── Input data

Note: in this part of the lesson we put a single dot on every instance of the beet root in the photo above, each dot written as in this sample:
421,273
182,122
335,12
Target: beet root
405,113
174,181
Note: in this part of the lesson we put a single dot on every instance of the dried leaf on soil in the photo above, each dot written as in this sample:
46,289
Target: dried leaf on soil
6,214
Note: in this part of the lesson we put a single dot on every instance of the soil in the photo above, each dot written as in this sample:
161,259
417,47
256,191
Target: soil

────

- **Problem to solve**
Pull every line from the listing above and write each one out again with no changes.

- **Solution to this exercise**
Note: in this part of the lesson we put a single dot on every instance of the beet root in the photo above, each dot written as in this sample:
421,273
182,122
335,12
Target: beet root
405,113
174,181
Note: in this part of the lesson we put a single dot on every instance of the dried leaf on soil in the photo above, each dot written as in this sample:
46,289
Target: dried leaf on soil
6,214
Note: in this part of the lesson we put a single dot on every instance of the soil in the photo above, each dot written as in this sample:
161,259
417,47
256,191
Target: soil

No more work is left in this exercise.